Pronay Halder (; born 25 February 1993), is an Indian footballer who plays as a defensive midfielder for Indian Super League club Jamshedpur and the India national team

Club career
Born in Barrackpore, West Bengal, Halder started his youth career with Tata Football Academy in 2007 and got graduated in 2010.

Pailan Arrows
Halder signed for Pailan Arrows in the I-League for the 2011-12 season in the summer of 2011. He then played in Pailan's second victory of the season in a Round 23 match against HAL.

Dempo
On 26 October 2013, Halder signed for Dempo with three other players Alwyn George, Holicharan Narzary and Narayan Das. He made his debut for Dempo in the I-League on 1 November 2013 against Mohun Bagan at the Duler Stadium and played the whole match as Dempo drew the match 0–0.

FC Goa (loan)
Halder represented FC Goa during the 2014 Indian Super League but did not feature in any game, due to an injury, which kept him out of most of the 2014-15 I-League season. Halder was signed up by FC Goa again on loan from Dempo for the 2015 ISL.

Mohun Bagan
On 30 December 2015, Halder signed two-year contract with Mohun Bagan. Coach Sanjoy Sen said in a press conference later in the week that Halder was an "inspirational young talent".

2015-16 season
On 16 January 2016, Halder made his debut for Mohun Bagan against Salgaocar which Bagan won 4–2. Halder has made a total of 10 appearances in I-League season and was awarded Man of the Match twice. He was the first choice defensive midfielder in Bagan but due to knee injury it kept him sidelined for 2 weeks. On 24 February 2016, Halder started for Bagan in AFC Cup against Maldives club Maziya S&RC.

2016-2017 season
On 8 January 2017, Halder played against Churchill Brothers in first game of the season. He has also played in AFC Cup for Bagan in most of the group stage matches.

Mumbai City (loan)
Halder signed for Mumbai City for 2016 ISL season.

FC Goa
On 23 July 2017, Halder got picked by Goa in ISL Draft for 2017–18 season.

ATK
In June 2018, ATK has signed Halder on a two-year deal. He became the number one choice for coach Steve Coppell in midfield.

Jamshedpur
In September 2021, Jamshedpur loaned in Pronay for the upcoming season. He returned to the city where he made his start as a football player with Tata Football Academy.

DATA EXCERPT:
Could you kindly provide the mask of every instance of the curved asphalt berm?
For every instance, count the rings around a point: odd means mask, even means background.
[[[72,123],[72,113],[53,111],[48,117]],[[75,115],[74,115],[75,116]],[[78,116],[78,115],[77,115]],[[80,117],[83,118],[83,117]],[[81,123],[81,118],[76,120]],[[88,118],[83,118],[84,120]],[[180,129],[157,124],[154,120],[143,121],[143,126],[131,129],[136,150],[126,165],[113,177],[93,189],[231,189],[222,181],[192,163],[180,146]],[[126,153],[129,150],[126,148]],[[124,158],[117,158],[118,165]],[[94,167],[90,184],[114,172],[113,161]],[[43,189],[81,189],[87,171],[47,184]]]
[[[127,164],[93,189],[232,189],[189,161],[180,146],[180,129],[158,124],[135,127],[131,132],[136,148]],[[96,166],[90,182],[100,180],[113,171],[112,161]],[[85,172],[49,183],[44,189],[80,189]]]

INSTRUCTIONS:
(a) Translate this sentence from the Pronay Halder biography into Spanish: "On 23 July 2017, Halder got picked by Goa in ISL Draft for 2017–18 season."
(b) Quote the Pronay Halder biography word for word, starting with "FC Goa (loan)" and going on through "club Maziya S&RC.".
You can set the listing aside; none of it is needed here.

WRITTEN ANSWERS:
(a) El 23 de julio de 2017, Halder fue elegido por el Goa en el Draft de la ISL para la temporada 2017-18.

(b)
FC Goa (loan)
Halder represented FC Goa during the 2014 Indian Super League but did not feature in any game, due to an injury, which kept him out of most of the 2014-15 I-League season. Halder was signed up by FC Goa again on loan from Dempo for the 2015 ISL.

Mohun Bagan
On 30 December 2015, Halder signed two-year contract with Mohun Bagan. Coach Sanjoy Sen said in a press conference later in the week that Halder was an "inspirational young talent".

2015-16 season
On 16 January 2016, Halder made his debut for Mohun Bagan against Salgaocar which Bagan won 4–2. Halder has made a total of 10 appearances in I-League season and was awarded Man of the Match twice. He was the first choice defensive midfielder in Bagan but due to knee injury it kept him sidelined for 2 weeks. On 24 February 2016, Halder started for Bagan in AFC Cup against Maldives club Maziya S&RC.